* **WORK TO BE COMPLETED**: Find every line of the data below that contains the string "paved", matching case exactly, and copy each such line in full.
>> BEGIN PROVIDED MATERIAL
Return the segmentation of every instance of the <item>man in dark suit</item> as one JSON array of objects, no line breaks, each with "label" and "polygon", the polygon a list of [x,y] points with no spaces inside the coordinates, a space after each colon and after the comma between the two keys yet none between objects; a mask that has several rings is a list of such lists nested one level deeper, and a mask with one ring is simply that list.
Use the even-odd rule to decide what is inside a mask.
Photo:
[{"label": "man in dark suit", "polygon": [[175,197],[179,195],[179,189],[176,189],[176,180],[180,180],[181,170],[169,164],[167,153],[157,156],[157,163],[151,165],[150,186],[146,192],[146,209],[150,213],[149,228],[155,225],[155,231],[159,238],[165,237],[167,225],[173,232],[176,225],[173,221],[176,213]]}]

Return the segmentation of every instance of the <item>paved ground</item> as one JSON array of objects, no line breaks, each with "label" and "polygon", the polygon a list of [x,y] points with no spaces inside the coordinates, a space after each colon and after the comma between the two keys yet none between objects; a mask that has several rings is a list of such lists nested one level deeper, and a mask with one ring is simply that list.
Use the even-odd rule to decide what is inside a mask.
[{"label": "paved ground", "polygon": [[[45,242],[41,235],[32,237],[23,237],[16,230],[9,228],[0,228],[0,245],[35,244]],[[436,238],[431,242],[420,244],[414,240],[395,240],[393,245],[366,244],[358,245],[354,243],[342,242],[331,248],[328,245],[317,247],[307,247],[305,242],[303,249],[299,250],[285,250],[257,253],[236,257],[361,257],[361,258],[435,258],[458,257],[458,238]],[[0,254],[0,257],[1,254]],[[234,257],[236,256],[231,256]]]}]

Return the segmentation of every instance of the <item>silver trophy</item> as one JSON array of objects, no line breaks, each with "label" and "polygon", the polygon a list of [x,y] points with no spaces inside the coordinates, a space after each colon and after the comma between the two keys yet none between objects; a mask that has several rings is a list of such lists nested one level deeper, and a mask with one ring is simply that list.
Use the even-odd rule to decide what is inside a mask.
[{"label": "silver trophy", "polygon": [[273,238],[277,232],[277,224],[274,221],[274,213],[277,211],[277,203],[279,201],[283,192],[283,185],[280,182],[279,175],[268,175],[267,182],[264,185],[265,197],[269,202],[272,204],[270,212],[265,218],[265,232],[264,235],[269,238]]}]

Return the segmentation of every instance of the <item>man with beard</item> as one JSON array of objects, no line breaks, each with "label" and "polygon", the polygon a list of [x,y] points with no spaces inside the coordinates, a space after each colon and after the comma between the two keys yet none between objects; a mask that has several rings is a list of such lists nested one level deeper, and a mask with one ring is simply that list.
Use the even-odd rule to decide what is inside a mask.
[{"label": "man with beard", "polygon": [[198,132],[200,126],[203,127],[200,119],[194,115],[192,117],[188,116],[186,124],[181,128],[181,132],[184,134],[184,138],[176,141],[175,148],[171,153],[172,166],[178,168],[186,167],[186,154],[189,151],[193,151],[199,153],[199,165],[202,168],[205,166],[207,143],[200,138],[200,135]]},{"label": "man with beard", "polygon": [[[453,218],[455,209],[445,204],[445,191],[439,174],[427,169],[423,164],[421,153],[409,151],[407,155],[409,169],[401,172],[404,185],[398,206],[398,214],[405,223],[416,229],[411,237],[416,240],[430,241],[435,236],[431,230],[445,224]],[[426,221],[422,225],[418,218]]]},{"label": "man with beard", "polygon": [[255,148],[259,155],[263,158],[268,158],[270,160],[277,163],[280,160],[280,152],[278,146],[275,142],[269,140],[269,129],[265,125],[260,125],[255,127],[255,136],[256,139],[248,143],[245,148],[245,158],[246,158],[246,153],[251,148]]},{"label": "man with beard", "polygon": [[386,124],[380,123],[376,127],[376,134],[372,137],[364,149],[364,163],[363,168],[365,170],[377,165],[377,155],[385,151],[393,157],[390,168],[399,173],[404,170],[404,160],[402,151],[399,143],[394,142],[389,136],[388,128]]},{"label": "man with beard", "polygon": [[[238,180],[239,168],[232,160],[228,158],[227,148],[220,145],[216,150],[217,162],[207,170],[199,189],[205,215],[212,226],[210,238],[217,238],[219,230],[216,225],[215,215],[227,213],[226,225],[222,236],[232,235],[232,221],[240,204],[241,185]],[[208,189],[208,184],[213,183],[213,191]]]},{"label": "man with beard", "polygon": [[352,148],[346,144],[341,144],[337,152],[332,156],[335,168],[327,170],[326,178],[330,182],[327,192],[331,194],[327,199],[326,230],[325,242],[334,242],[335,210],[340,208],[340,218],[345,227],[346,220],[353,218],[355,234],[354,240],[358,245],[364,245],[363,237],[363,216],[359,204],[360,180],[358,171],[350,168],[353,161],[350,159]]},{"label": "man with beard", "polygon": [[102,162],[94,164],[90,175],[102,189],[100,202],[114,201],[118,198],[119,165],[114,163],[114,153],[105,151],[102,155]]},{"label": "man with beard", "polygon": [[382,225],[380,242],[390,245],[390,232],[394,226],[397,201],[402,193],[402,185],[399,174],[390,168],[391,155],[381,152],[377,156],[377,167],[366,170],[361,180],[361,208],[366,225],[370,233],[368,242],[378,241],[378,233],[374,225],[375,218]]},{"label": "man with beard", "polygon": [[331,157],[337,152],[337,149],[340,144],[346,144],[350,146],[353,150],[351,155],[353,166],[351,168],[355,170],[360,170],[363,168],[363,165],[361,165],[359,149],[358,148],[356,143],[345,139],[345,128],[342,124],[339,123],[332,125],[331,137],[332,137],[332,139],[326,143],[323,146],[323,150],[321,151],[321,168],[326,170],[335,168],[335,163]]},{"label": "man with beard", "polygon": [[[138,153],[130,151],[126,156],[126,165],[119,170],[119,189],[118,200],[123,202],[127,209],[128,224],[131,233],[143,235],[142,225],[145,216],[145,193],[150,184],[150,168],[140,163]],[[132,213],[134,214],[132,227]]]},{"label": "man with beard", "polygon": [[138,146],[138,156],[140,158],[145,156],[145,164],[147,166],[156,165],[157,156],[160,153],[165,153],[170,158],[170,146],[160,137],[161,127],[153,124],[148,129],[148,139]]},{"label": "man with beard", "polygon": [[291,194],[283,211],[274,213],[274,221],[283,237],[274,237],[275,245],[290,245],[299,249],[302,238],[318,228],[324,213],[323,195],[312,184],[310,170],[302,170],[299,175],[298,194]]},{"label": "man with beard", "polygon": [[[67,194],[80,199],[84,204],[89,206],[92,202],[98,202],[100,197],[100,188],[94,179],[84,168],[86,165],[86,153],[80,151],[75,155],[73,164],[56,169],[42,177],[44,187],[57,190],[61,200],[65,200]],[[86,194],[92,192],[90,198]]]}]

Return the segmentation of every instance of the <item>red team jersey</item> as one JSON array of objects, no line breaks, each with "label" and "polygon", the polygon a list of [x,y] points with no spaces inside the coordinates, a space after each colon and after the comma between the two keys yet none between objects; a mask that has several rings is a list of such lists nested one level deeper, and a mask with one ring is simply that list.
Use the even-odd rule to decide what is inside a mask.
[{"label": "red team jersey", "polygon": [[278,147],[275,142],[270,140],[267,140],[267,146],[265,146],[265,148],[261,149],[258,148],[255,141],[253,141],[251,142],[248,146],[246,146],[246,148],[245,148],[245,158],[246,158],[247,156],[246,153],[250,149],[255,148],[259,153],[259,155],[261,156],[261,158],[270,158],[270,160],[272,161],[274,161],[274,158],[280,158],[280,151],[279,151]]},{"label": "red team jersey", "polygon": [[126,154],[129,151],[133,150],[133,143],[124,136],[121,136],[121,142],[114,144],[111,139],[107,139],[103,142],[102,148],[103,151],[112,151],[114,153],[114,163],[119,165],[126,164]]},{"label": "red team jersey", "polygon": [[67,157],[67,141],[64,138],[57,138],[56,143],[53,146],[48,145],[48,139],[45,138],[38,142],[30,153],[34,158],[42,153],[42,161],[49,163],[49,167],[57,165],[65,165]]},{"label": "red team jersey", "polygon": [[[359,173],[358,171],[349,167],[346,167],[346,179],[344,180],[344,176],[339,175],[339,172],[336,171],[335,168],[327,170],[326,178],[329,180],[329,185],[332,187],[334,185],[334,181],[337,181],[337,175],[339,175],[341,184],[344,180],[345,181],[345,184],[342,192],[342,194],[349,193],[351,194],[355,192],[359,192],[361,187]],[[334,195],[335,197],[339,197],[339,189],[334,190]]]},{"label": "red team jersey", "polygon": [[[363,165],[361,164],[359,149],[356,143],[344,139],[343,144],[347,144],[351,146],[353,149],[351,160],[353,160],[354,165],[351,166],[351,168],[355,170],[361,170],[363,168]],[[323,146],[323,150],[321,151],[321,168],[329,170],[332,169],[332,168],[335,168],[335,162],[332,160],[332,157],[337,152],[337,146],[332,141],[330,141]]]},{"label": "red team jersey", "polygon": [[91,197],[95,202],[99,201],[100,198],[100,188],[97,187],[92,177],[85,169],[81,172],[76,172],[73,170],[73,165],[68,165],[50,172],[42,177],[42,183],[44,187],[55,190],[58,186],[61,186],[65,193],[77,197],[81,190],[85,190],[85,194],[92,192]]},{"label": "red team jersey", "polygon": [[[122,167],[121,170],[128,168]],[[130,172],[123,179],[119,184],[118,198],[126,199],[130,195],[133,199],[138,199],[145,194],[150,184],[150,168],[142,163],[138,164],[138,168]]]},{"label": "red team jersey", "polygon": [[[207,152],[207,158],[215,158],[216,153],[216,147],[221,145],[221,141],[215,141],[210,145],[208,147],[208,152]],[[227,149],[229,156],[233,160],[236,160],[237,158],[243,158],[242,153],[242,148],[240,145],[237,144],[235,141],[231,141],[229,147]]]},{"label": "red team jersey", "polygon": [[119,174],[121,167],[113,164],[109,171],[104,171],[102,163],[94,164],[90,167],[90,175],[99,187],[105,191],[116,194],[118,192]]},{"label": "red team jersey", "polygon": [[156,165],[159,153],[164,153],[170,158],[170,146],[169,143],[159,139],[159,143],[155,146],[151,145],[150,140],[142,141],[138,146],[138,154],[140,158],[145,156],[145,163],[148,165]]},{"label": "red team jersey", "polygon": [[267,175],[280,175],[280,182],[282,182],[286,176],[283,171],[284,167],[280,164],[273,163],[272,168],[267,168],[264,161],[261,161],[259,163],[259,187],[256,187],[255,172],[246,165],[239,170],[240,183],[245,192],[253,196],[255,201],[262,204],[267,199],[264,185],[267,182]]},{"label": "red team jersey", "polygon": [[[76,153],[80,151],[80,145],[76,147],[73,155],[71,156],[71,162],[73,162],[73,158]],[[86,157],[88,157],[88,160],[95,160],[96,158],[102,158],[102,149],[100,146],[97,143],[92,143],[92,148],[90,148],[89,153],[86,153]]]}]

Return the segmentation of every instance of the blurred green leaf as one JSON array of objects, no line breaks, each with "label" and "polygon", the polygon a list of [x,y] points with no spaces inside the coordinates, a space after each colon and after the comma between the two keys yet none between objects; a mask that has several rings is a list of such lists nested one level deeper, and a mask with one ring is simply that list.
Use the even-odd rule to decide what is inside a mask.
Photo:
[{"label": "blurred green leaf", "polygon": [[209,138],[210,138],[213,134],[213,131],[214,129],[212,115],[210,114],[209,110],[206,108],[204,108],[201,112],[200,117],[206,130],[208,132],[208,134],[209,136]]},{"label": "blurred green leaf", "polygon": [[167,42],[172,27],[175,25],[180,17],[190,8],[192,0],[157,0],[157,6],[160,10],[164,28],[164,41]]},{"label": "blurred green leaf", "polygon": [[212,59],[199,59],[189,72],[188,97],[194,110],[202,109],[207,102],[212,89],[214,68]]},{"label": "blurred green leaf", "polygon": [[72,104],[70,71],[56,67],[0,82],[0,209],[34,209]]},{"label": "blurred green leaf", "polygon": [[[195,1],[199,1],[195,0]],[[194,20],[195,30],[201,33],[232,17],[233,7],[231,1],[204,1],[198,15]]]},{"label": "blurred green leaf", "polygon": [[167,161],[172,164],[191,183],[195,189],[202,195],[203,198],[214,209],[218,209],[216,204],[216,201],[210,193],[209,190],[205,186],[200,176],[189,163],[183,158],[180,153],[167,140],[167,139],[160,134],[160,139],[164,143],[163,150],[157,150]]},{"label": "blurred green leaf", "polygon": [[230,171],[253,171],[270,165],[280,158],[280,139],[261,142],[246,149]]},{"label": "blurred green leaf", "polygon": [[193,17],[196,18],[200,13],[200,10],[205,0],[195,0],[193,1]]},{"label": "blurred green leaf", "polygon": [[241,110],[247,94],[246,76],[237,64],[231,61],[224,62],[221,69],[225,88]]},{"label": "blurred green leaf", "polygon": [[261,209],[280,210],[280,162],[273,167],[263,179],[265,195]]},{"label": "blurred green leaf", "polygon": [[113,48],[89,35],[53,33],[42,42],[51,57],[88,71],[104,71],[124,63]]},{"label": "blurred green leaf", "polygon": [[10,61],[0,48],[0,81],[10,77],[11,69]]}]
>> END PROVIDED MATERIAL
* **WRITTEN ANSWER**:
Return the segmentation of every instance of the <item>paved ground</item> as one JSON array of objects, no line breaks, each with "label" and "polygon", the polygon a list of [x,y] points with no spaces inside the coordinates, a space after each colon and after the comma between the two keys yet none between objects; a mask that has several rings is a list of such lists nested one level deeper, and a mask with one ring is simply that list.
[{"label": "paved ground", "polygon": [[[45,242],[41,235],[32,237],[23,237],[16,230],[9,228],[0,228],[0,245],[35,244]],[[436,238],[431,242],[420,244],[414,240],[395,240],[393,245],[366,244],[358,245],[354,243],[342,242],[331,248],[328,245],[317,247],[307,247],[305,242],[303,249],[299,250],[285,250],[257,253],[236,257],[361,257],[361,258],[435,258],[458,257],[458,238]],[[0,254],[0,257],[1,254]],[[234,257],[236,256],[231,256]]]}]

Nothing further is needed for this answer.